---------- Selected text

5. Model Design Innovations

Recent research has introduced a suite of architectural and algorithmic strategies uniquely adapted to the occupancy-flow domain:

Cascade and Multi-scale Decoders: Hierarchical refinement modules for coarse-to-fine occupancy and flow prediction in space and time (Hu et al., 2022, Liao et al., 28 Apr 2025).
Attention- and Prototype-Aided Lifting: Occlusion-aware adaptive lifting, soft trilinear filling, prototype-based semantic constraints, and cost-volume-based motion heads for improved feature robustness and efficient joint semantic-flow prediction (Chen et al., 2024, Liao et al., 28 Apr 2025).
Temporal Aggregation and Fusion: Temporal attention modules—such as BEV backward/forward attention (Liu et al., 2024), ConvLSTM/GRU cells (Lengyel, 6 Jun 2025, Hu et al., 2022, Asghar et al., 8 Feb 2026), and memory-based autoregressive decoders (Chen et al., 2024)—to better capture long-range and multi-modal dynamics.
Deformable and Global Attention: Cross-view deformable attention for high-resolution, multi-view 3D encoding (Let Occ Flow (Liu et al., 2024), STCOcc (Liao et al., 28 Apr 2025)), deformable/global implicit attention in continuous occupancy flow fields (Agro et al., 2023).

--------------------

## Activities
1. In the model design section on occupancy flow, which temporal attention module is credited to Liu et al., 2024?
2. Summarize the model design section on occupancy flow in two sentences.
3. Carry on the model design section on occupancy flow from its final sentence.
The lines play no part in this work.

---------- Available data

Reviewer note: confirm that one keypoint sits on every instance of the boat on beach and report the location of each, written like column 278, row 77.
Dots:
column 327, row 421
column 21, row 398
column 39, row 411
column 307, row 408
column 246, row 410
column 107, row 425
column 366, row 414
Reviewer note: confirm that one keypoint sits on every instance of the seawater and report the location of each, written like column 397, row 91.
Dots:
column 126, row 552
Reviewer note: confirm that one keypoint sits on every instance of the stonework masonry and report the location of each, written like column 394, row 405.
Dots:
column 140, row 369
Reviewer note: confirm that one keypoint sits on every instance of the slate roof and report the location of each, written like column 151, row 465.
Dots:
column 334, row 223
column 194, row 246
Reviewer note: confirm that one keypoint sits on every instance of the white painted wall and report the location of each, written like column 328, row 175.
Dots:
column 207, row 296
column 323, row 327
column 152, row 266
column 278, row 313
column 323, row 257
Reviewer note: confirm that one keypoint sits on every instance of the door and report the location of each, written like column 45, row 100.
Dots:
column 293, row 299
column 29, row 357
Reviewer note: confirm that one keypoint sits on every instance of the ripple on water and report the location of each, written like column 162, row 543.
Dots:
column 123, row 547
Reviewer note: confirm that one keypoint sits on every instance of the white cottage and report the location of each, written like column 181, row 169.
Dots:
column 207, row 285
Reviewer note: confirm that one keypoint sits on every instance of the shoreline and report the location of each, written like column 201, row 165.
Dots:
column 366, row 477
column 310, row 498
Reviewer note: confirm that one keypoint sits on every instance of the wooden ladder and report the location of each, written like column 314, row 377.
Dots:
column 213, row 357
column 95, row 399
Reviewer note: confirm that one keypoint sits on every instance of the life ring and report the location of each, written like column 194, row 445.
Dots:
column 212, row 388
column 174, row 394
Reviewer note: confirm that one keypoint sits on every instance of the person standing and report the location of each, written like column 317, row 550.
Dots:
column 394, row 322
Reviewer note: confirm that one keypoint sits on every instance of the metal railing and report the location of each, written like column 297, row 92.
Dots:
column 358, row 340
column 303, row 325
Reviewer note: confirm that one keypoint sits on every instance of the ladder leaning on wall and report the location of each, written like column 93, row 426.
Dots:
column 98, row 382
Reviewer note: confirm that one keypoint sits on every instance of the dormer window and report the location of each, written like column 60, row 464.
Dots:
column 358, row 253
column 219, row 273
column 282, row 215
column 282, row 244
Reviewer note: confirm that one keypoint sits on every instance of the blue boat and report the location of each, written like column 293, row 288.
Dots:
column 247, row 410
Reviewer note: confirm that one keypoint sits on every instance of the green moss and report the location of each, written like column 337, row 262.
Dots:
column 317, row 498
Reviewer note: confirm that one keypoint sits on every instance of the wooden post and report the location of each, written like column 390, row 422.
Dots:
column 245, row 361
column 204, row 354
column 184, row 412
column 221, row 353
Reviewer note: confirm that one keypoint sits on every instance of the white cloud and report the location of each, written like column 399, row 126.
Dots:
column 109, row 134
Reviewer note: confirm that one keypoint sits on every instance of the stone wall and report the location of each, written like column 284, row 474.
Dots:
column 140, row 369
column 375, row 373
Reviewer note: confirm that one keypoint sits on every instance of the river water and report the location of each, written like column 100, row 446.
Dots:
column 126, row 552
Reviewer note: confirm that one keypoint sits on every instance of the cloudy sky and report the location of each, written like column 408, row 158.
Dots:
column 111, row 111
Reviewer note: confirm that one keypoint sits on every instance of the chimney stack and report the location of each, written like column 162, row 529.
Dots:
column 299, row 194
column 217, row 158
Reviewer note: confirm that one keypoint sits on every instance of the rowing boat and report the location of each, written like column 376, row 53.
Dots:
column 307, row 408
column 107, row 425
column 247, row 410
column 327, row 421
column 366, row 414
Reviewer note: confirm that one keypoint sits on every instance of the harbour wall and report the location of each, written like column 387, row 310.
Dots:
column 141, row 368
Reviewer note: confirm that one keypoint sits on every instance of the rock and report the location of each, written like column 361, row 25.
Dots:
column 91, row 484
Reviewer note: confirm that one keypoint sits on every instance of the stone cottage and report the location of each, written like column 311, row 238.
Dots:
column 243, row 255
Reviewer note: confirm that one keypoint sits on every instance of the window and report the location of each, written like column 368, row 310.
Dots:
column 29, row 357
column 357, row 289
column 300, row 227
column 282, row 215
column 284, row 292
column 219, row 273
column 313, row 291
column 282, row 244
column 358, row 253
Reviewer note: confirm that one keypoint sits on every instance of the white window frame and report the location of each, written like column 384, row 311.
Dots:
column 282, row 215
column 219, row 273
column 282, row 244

--------------------

## Exercise answers
1. BEV backward/forward attention.

2. Recent research has introduced architectural and algorithmic strategies for the occupancy-flow domain, including cascade and multi-scale decoders for coarse-to-fine prediction and attention- and prototype-aided lifting for more robust features and efficient joint semantic-flow prediction. It also uses temporal aggregation modules such as BEV attention, ConvLSTM/GRU cells and memory-based autoregressive decoders to capture long-range and multi-modal dynamics, along with deformable and global attention for multi-view 3D encoding and continuous occupancy flow fields.

3.
Unified and Efficient Inference: Sparse and instance-conditional models (e.g., query-based implicit field predictors (Agro et al., 2023), explicit sparsification in STCOcc (Liao et al., 28 Apr 2025)) support real-time and planner-integrated inference.

In practical terms, these innovations enable models that both match the dynamic complexity of the real world and operate with efficiency suitable for deployment in embedded perception and decision-making loops.

6. Applications and Extensions

Occupancy flow prediction has directly impacted perception, motion forecasting, planning, and scene reconstruction in several domains:

Autonomous Driving: Provides a unified scene representation for both static/dynamic geometry and agent motion, supporting robust tracking, intent inference, and interaction modeling (Wang et al., 31 Mar 2025, Liu et al., 2022).
Robotics and Smart Infrastructure: Used in indoor and campus-scale multi-agent mobility modeling, including origin-destination forecasting via graph-based models (Badu-Marfo et al., 7 Jul 2025).
Self-supervised Perception and Label Efficiency: Approaches such as OccFlowNet (Boeder et al., 2024), Let Occ Flow (Liu et al., 2024), and SelfOccFlow (Timoneda et al., 27 Feb 2026) provide alternatives to labor-intensive 3D annotation, enabling training on large-scale video/LiDAR/image data using only 2D or self-generated targets.

Extensions include continuous-time occupancy flow forecasting using neural ODEs (StreamingFlow (Shi et al., 2023)), multi-future modeling with variational decoders (Asghar et al., 8 Feb 2026), and future work on instance-level dynamic consistency, improved flow/semantic disentanglement, and further unsupervised or GT-free approaches.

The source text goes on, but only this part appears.